WHAT YOU NEED TO DO -> Identify every line in the rows below that contains the word "jacket", and copy each of those lines in full.

[begin DATA FOR THIS TASK]

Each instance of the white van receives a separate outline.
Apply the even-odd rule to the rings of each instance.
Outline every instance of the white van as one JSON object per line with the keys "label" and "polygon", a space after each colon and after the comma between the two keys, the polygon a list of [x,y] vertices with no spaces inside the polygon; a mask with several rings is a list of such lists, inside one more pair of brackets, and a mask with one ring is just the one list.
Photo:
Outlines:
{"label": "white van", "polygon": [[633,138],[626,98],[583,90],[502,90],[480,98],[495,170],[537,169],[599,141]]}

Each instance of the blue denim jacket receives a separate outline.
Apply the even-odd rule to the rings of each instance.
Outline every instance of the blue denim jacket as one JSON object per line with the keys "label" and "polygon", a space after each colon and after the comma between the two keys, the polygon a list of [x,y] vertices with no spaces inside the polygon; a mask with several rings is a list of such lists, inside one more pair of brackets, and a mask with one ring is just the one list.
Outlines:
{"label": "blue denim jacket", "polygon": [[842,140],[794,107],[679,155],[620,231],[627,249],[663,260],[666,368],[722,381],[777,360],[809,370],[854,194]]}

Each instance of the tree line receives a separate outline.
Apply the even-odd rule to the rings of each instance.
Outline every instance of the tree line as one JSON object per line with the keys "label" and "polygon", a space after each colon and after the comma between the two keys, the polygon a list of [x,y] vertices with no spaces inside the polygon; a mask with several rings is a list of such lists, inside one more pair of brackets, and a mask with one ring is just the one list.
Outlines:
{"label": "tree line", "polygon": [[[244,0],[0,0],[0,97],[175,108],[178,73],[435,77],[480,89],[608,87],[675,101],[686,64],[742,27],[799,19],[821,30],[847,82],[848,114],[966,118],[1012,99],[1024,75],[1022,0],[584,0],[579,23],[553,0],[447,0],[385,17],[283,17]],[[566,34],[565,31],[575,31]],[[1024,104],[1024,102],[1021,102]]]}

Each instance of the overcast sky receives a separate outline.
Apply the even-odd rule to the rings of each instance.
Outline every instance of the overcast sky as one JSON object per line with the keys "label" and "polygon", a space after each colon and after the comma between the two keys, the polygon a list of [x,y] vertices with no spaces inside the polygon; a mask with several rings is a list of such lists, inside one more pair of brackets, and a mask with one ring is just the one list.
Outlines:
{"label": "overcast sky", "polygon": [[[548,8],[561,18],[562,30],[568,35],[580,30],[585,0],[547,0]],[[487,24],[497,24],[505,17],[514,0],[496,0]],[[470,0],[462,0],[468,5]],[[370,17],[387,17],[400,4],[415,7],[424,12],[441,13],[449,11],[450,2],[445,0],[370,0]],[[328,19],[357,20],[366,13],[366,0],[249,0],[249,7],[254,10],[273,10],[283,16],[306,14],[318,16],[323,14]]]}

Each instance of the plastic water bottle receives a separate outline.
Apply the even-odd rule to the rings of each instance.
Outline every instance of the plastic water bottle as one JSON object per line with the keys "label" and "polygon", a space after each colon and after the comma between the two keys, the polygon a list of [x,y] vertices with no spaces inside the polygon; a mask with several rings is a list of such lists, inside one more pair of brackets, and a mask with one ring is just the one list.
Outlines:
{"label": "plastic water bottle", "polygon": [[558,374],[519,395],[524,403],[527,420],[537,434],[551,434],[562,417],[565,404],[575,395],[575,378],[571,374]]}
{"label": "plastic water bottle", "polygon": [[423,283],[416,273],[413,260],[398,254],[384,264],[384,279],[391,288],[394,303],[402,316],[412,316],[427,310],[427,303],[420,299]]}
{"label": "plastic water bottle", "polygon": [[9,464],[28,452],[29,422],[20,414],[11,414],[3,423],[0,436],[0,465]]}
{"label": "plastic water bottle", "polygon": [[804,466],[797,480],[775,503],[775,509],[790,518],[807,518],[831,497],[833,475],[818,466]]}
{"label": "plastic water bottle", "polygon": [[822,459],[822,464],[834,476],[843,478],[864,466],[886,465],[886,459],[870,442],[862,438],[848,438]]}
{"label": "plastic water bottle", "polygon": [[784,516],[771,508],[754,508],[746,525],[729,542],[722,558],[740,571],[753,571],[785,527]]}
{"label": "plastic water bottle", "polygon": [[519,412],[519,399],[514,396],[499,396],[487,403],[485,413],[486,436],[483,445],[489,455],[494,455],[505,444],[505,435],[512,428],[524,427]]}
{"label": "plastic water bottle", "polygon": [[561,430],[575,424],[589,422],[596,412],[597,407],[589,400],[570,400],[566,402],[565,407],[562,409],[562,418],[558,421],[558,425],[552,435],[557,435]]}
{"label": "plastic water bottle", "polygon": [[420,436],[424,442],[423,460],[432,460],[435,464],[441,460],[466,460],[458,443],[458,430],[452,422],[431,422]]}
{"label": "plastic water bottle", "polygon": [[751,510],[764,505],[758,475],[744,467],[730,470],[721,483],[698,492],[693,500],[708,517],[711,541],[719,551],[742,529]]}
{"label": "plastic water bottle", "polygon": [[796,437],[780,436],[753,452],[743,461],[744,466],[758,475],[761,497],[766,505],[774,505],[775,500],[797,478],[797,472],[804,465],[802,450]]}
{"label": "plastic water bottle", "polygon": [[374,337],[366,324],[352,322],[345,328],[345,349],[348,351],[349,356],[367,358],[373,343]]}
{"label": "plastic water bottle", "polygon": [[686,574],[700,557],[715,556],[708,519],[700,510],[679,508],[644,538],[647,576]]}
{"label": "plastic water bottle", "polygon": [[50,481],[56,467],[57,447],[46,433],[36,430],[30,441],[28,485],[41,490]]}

[end DATA FOR THIS TASK]

WORKED SOLUTION ->
Each instance of the blue denim jacket receives a separate outline.
Outline every instance of the blue denim jacket as one JSON object per line with the keys "label" and "polygon", a space after each colon and after the comma between the two keys, the polygon a list of [x,y] vertices with no spaces inside the polygon; a mask with several rings is a list of such lists, inside one more pair of brackets, and a mask with one ring is just the one list.
{"label": "blue denim jacket", "polygon": [[842,140],[794,107],[679,155],[620,231],[627,249],[663,260],[666,368],[722,381],[777,360],[809,370],[854,194]]}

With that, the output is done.